**Texte source:**
____
RDVBDAmiens2024 – Originaire de Grenoble, Tiffany Cooper mit un terme à sa carrière dans le textile de luxe pour s’occuper de son linge sale : « Le dessin et l’humour ont toujours rendu ma vie plus belle », assure-t-elle. Étudiante à l'École des Arts Décoratifs de Strasbourg, elle ouvrit son blog en 2012, dont découla son premier livre, Le Meilleur des Mondes Possibles (2013). Rencontre, en toute simplicité.
« La trame de fond de mes sujets, c’est la parentalité, la mode, le féminisme. Mais le fil conducteur reste l’humour », raconte-t-elle, comme dans une urgence de rire. Pas forcément à gorge déployée, mais de vivre le plaisir de cette émotion. Avec le blog Le Meilleur des mondes possibles, tout était là : la référence à Huxley n’échappe évidemment pas. Mais l’ouverture à des « possibles » change la donne, admet-elle volontiers dans un sourire : « C’est la note d’espoir, d’utopie bien entendu : un refuge qui permet de tenir, où l’on cherche la joie et l’espoir, plutôt que la déprime et l’apitoiement. »
Trouver ce nom impliqua de remonter à sa petite enfance : « Elle fut difficile, marquée par du harcèlement scolaire. Alors pour échapper à tout cela, je dessinais. La créativité a toujours été un refuge. » Elle avait conçu un immeuble, élevé sur le mur de sa chambre, à partir de feuilles A4, où chacune représentait un étage particulier. « Celui des jouets, celui des bonbons, et ainsi de suite : tout ce qui fait le bonheur d’un enfant se peuplait ce bâtiment imaginaire. »
Cathartique, certes, mais à cet âge, on ne connaît pas encore le terme : juste la satisfaction que cela procure. « Toute petite, j’avais compris que je rendrais ma vie plus enrichissante, plus joyeuse à travers les dessins. » L’aventure éditoriale ne débutera qu’en 2013, quand Alter Comics publiera un album tiré du blog Le Meilleur des mondes possibles, mais Tiffany Cooper avait déjà d’autres projets.
En 2015, elle convainc Karl Lagerfeld de collaborer avec elle collabore sur une collection capsule, une exposition itinérante mondiale et un roman graphique intitulé Karl’s Secrets. « Je n’avais aucun lien avec lui, mais l’envie fondamentale de lui proposer quelque chose : de ce que j’en savais, il aimait rire et pourrait être tenté. J’ai suivi mon intuition et j’ai osé. »
____
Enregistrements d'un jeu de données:

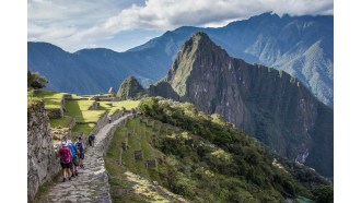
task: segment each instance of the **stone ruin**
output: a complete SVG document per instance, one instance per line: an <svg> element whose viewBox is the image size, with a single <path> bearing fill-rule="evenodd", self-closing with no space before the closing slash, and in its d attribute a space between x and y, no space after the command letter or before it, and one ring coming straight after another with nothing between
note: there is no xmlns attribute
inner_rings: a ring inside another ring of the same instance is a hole
<svg viewBox="0 0 361 203"><path fill-rule="evenodd" d="M126 151L127 147L128 147L128 143L127 143L127 142L121 142L121 148L123 148L124 151Z"/></svg>
<svg viewBox="0 0 361 203"><path fill-rule="evenodd" d="M143 152L142 151L135 151L135 159L142 160L143 159Z"/></svg>
<svg viewBox="0 0 361 203"><path fill-rule="evenodd" d="M145 160L145 168L158 168L156 158Z"/></svg>

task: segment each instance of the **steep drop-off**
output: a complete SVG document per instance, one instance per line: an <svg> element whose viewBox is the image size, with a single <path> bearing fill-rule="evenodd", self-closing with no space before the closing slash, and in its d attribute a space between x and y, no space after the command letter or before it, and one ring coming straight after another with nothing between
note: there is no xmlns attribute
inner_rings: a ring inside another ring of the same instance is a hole
<svg viewBox="0 0 361 203"><path fill-rule="evenodd" d="M133 76L127 77L119 86L117 97L123 100L135 99L140 97L144 92L144 88Z"/></svg>
<svg viewBox="0 0 361 203"><path fill-rule="evenodd" d="M182 47L164 81L179 100L220 114L279 154L333 176L333 110L298 79L232 58L197 33Z"/></svg>

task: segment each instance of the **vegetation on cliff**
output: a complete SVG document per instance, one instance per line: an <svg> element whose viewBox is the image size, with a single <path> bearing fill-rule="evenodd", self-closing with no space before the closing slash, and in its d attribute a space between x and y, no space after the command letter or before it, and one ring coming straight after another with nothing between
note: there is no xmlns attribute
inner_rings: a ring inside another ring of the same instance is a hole
<svg viewBox="0 0 361 203"><path fill-rule="evenodd" d="M144 117L119 129L113 141L118 144L105 159L110 163L110 184L117 188L110 192L117 200L125 200L115 193L129 183L120 181L119 174L127 170L194 202L279 202L298 195L313 199L314 186L329 184L312 169L271 153L220 115L198 111L189 103L148 97L139 110ZM120 143L129 133L129 150L120 154ZM135 160L138 150L142 150L144 160L156 158L158 167L147 169L143 162Z"/></svg>

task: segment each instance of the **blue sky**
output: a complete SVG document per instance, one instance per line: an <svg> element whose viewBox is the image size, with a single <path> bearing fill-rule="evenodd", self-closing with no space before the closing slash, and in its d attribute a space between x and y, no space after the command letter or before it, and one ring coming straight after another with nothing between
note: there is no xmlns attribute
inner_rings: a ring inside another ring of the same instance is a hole
<svg viewBox="0 0 361 203"><path fill-rule="evenodd" d="M219 27L273 11L334 14L333 0L28 0L27 40L125 51L183 25Z"/></svg>

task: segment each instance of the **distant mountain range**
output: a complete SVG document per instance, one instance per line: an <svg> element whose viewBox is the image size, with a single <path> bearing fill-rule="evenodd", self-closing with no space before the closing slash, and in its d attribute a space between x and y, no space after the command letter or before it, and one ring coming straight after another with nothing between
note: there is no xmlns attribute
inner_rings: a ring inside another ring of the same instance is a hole
<svg viewBox="0 0 361 203"><path fill-rule="evenodd" d="M180 48L167 75L148 89L126 80L124 99L142 95L189 101L207 114L219 114L237 129L272 150L333 176L333 110L295 77L232 58L205 33Z"/></svg>
<svg viewBox="0 0 361 203"><path fill-rule="evenodd" d="M45 75L48 88L77 94L106 92L135 75L143 86L159 81L180 46L205 32L230 56L284 70L323 103L334 104L334 16L265 13L220 28L179 27L125 52L82 49L74 53L28 43L28 69Z"/></svg>

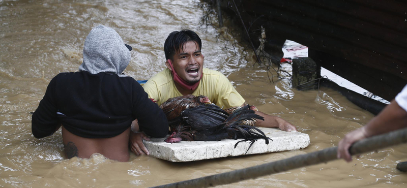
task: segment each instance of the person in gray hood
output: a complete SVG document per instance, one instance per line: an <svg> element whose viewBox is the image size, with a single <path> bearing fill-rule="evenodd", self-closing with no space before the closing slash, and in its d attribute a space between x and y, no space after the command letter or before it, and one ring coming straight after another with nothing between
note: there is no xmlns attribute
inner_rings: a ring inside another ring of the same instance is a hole
<svg viewBox="0 0 407 188"><path fill-rule="evenodd" d="M162 110L136 80L123 74L131 50L114 29L92 29L79 71L60 73L50 81L33 114L34 137L51 136L62 127L67 158L99 153L119 161L129 160L135 119L147 135L165 137L168 122Z"/></svg>

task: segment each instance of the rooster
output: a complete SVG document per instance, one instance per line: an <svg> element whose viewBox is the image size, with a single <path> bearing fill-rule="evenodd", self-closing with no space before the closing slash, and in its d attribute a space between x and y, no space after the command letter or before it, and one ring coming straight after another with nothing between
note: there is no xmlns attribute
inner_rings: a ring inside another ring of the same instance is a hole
____
**Consignes:**
- 1) Pouvez-vous recopier le texte sur Tiffany Cooper en commençant à « Cathartique, certes, mais » et en allant jusqu'à « déjà d’autres projets. », mais en substituant « croquis » à « dessins » ?
- 2) Le texte sur Tiffany Cooper s'interrompt : pourriez-vous en reprendre le fil et en écrire la suite ?

**Réponses par consigne:**
- 1)
Cathartique, certes, mais à cet âge, on ne connaît pas encore le terme : juste la satisfaction que cela procure. « Toute petite, j’avais compris que je rendrais ma vie plus enrichissante, plus joyeuse à travers les croquis. » L’aventure éditoriale ne débutera qu’en 2013, quand Alter Comics publiera un album tiré du blog Le Meilleur des mondes possibles, mais Tiffany Cooper avait déjà d’autres projets.

- 2)
Pari réussi. Et probablement parce qu’il découlait d’une honnêteté profonde, pas d’un arrivisme entrepreunarial. « Voilà quelque temps, cet exemple m’a servi dans une conversation avec mon fils. Il voulait que son père vienne le chercher pour un goûter à la maison — comme ça, il quitte l’école plus tôt. J’avais des doutes : son père travaille, il refuserait. »
Mais de sa plus belle voix d’enfant, par téléphone, le petit demande… et obtient gain de cause. « L’importance d’oser. Quitte à ne pas y arriver. » Ou comment l’audace maternelle, qui avait payé avec le couturier, s’est changée leçon — bien retenue désormais.
Reste qu’une carrière était encore à créer, même après le coup d’éclat avec Lagerfeld. « J’ai plusieurs fois éprouvé la tentation d’un travail répondant à des critères plus stables et rassurants, tout en préservant une dimension créative. Mais aucun ne s’offrait sans la perte d’une liberté à laquelle je ne renoncerais plus. Que ce soit des livres, des podcasts, des collaborations avec des marques, je veux cet équilibre que je me construis. »
Voilà des années qu’elle collabore avec de grandes marques, qui représentent une grande partie de ses ressources. « Et à côté, je fais des livres. Mais plus je porte cette image d’autrice engagée, moins les sociétés font preuve d’audace. D’une certaine manière, tout était plus simple quand je versais dans le superficiel et drôle, oui. Désormais, et ça m’amuse, on me perçoit comme militante, voire féministe enragée : cela ne va pas dans le sens lisse que cherchent certaines structures. »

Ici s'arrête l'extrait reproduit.